A run of records
Begin

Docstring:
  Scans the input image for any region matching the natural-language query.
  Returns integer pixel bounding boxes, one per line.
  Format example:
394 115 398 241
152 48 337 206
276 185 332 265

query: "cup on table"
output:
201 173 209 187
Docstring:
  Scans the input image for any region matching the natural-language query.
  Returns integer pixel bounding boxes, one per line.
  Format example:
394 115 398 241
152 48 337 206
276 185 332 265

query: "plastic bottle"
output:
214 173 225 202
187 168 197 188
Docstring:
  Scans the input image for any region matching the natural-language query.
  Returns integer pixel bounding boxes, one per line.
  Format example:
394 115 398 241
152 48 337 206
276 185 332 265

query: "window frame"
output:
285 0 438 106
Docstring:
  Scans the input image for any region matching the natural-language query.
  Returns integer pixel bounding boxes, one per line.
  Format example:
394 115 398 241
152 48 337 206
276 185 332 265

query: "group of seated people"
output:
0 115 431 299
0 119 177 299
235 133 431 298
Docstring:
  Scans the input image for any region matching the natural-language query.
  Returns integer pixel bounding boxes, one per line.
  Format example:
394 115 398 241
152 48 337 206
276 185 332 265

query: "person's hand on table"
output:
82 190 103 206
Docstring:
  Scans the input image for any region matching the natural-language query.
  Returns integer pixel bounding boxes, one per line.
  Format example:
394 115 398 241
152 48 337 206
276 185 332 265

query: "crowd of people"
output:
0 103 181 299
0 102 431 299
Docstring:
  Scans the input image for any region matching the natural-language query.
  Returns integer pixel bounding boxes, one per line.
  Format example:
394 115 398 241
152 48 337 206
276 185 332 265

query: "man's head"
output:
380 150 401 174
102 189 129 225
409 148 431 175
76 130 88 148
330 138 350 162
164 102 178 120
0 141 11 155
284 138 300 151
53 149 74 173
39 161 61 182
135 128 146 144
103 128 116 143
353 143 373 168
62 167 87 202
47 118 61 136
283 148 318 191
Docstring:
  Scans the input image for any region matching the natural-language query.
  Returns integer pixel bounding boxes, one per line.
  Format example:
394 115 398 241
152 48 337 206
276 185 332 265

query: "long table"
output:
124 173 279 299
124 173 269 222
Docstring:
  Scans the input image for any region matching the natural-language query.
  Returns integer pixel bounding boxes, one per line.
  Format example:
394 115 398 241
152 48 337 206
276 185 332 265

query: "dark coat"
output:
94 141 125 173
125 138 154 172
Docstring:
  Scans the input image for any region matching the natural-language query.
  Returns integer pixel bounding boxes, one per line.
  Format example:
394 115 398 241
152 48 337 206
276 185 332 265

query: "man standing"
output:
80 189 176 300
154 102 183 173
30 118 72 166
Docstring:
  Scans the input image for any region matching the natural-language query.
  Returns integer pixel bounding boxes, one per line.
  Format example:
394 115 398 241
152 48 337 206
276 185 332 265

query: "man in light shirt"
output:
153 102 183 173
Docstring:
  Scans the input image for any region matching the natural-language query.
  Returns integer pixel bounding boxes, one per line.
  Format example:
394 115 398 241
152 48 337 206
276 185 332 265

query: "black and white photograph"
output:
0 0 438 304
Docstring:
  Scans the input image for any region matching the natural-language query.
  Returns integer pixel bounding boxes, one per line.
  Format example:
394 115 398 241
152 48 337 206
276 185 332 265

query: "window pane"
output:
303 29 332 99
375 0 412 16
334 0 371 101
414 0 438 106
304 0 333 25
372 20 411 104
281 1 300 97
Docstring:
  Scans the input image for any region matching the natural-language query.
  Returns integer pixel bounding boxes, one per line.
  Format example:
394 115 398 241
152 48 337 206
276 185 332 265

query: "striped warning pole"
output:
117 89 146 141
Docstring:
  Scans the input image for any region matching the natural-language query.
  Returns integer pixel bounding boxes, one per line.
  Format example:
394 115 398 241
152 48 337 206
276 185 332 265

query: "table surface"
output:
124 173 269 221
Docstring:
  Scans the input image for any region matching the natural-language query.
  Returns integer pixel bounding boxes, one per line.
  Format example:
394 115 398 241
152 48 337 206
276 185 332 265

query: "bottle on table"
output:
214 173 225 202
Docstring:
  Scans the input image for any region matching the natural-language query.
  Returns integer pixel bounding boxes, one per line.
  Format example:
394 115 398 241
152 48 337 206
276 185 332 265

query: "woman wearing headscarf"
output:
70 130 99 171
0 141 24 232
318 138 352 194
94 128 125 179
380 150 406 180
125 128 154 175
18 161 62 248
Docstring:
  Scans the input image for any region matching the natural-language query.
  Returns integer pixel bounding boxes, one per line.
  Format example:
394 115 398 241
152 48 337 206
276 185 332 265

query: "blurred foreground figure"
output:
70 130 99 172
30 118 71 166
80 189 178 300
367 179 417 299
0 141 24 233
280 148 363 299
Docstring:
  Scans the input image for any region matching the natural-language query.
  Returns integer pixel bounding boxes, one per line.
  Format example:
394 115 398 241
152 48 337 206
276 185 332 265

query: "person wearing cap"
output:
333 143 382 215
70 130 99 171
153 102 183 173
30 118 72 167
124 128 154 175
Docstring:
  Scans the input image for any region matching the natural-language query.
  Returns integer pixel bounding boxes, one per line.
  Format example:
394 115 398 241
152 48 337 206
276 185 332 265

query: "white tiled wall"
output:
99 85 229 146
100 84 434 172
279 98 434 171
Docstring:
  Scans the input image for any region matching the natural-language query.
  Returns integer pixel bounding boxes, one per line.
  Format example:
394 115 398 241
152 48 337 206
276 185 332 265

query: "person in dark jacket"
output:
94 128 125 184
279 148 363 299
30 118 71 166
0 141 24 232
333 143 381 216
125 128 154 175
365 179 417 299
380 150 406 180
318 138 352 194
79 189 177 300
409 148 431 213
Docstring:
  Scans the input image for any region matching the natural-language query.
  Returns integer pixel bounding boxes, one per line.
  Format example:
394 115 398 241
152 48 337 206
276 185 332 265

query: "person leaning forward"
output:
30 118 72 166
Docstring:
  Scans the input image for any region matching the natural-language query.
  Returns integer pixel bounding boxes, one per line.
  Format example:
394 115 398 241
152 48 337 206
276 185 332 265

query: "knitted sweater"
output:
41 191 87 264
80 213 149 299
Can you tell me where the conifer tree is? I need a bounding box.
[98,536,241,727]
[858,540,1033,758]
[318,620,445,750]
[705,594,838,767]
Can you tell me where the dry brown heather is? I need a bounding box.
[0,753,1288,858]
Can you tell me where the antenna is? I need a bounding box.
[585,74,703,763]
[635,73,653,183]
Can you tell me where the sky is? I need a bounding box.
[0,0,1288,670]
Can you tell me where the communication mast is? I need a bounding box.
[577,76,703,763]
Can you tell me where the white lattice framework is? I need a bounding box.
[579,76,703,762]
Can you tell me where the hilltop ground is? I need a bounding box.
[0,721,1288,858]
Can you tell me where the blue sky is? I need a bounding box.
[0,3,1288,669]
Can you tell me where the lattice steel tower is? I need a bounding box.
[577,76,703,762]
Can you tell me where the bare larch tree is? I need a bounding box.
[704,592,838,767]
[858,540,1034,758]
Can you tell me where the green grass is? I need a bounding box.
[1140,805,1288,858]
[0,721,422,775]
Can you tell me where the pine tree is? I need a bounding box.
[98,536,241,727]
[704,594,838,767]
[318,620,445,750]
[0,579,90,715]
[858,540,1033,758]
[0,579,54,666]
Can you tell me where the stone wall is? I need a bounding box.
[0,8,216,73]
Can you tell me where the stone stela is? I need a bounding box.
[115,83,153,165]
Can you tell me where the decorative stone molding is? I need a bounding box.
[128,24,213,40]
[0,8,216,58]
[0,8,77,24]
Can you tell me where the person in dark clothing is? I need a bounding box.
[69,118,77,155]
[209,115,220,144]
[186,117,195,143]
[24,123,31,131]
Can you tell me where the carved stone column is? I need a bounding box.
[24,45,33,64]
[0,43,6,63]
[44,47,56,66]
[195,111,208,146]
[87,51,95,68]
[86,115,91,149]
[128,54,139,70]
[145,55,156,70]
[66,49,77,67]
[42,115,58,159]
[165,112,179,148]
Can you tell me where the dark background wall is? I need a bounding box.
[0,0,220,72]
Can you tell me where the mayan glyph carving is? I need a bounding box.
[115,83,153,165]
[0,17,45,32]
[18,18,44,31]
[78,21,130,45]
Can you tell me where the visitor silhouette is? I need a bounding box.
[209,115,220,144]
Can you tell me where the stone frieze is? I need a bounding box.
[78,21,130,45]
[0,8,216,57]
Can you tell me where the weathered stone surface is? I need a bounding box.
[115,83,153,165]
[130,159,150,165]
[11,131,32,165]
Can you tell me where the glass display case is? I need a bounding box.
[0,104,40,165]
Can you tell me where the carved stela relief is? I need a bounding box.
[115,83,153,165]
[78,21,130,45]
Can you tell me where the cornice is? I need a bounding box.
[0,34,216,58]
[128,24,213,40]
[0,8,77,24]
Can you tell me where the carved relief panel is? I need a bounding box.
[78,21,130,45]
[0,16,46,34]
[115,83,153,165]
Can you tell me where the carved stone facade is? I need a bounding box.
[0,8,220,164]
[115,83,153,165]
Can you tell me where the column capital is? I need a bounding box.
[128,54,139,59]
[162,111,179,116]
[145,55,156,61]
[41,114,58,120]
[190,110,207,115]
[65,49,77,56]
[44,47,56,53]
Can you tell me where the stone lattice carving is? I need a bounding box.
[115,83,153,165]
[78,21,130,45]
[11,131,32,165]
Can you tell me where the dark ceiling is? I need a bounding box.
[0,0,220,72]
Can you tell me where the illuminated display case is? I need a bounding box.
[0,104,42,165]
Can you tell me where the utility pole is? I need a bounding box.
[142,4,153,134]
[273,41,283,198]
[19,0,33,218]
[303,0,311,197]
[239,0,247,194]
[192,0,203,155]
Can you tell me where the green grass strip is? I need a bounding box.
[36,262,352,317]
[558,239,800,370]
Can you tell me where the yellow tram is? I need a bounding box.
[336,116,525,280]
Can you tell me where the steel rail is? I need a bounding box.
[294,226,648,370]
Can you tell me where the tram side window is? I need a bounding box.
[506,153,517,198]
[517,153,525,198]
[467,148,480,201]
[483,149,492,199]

End

● Task brief
Rewrite the items from their start through the line containing "235 133 431 298", inclusive, changing "Scans" to "Searches" and leaving everything else unchanged.

● Result below
Docstring:
  Searches the input image for any region matching the natural-language query.
  Returns integer pixel bounding boxes, one per line.
  Format example:
394 115 398 241
152 48 337 206
276 185 332 265

query: "cup on table"
output:
201 173 209 187
Docstring:
  Searches the input image for any region matching the natural-language query.
  Returns integer pixel bounding boxes, one per line.
  Format example:
394 115 398 241
152 48 337 206
276 185 332 265

query: "plastic bottle"
output:
214 173 225 202
187 168 197 188
Docstring:
  Searches the input image for any region matching the natural-language query.
  Returns integer pixel bounding boxes, one per line.
  Format example:
394 115 398 241
152 48 337 206
276 185 332 265

query: "window frame"
output:
285 0 438 106
Docstring:
  Searches the input image for any region matching the natural-language query.
  Returns integer pixel bounding boxes, one per line.
  Format example:
394 115 398 241
152 48 337 206
276 185 332 265

query: "group of seated people"
output:
0 115 431 299
0 119 177 299
235 133 431 298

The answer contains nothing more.